[Rows from a pointing dataset]
--
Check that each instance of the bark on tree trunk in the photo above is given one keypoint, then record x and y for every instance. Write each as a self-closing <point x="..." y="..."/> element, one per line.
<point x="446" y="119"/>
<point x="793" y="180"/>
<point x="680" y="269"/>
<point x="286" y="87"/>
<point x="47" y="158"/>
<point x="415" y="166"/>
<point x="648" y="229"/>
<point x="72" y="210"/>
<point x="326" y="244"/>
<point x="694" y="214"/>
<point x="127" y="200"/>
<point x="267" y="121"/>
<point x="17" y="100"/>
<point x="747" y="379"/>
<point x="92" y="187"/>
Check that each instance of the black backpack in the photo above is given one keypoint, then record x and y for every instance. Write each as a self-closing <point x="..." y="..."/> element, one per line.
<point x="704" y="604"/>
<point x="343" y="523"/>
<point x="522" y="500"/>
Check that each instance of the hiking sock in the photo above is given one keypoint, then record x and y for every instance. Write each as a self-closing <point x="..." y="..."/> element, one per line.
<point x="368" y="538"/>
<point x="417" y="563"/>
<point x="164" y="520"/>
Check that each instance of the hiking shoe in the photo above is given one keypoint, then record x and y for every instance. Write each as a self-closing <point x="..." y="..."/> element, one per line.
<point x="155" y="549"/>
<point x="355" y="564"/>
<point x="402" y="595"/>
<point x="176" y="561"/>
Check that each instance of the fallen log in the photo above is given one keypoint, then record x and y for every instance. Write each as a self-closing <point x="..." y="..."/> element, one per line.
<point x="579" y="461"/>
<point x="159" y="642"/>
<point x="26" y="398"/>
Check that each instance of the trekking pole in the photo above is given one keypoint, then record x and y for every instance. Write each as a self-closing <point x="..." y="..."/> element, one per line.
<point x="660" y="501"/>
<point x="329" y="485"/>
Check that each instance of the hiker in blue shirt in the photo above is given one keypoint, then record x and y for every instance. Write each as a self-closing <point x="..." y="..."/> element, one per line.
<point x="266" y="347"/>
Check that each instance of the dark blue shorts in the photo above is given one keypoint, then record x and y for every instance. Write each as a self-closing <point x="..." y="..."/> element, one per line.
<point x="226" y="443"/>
--
» WHAT IS BEING ASKED:
Rewrite every one of the records, replacing "keypoint" with "marker" wherever it occurs and keeping all other text the same.

» SOLUTION TO THE EXERCISE:
Check that each instance of the bark on tree trunk in the photo above is given one marker, then record x and y for every instance. Write each as a self-closing <point x="..." y="..."/> element, one per line.
<point x="446" y="119"/>
<point x="793" y="180"/>
<point x="680" y="269"/>
<point x="286" y="87"/>
<point x="47" y="158"/>
<point x="415" y="166"/>
<point x="648" y="229"/>
<point x="72" y="210"/>
<point x="326" y="244"/>
<point x="694" y="214"/>
<point x="127" y="200"/>
<point x="267" y="121"/>
<point x="17" y="100"/>
<point x="747" y="379"/>
<point x="92" y="187"/>
Check that each instance of the black backpack in the photo above is given one marker, then record x and y for every instance. Write each as a self-closing <point x="..." y="..."/> element, one per line.
<point x="704" y="604"/>
<point x="343" y="523"/>
<point x="522" y="500"/>
Check that each instance of the hiking sock in the photo above is given one marker, then record x and y for every instance. Write each as a self-closing <point x="..." y="..."/> element, one per line.
<point x="368" y="538"/>
<point x="417" y="563"/>
<point x="164" y="520"/>
Check that each instance of the hiking shoe in the photo above is given one marker, then record x and y for every instance. Write each as a self-closing <point x="..." y="..."/> element, one per line.
<point x="155" y="549"/>
<point x="355" y="564"/>
<point x="402" y="595"/>
<point x="176" y="561"/>
Check that each instance of the fallen log in the photo above is given one marker, then record x and y for every instance. Write each as a self-closing <point x="..." y="..."/> element, one per line.
<point x="579" y="461"/>
<point x="159" y="642"/>
<point x="26" y="398"/>
Check that each instance of the trekking pole in the photo above is given one marker, then record x and y for every instance. Write each as a self-closing <point x="..." y="..."/> element, one per line.
<point x="660" y="501"/>
<point x="329" y="485"/>
Check that each instance of the hiker in blue shirt in the photo above is given one marker, then record x and y for every instance. Write each as a self-closing <point x="..." y="..."/> element, one per line.
<point x="266" y="347"/>
Check that each instance of the dark blue shorts in the photo above is given one marker, then record x and y for every instance. Write each as a self-closing <point x="..." y="..."/> element, one per line.
<point x="226" y="443"/>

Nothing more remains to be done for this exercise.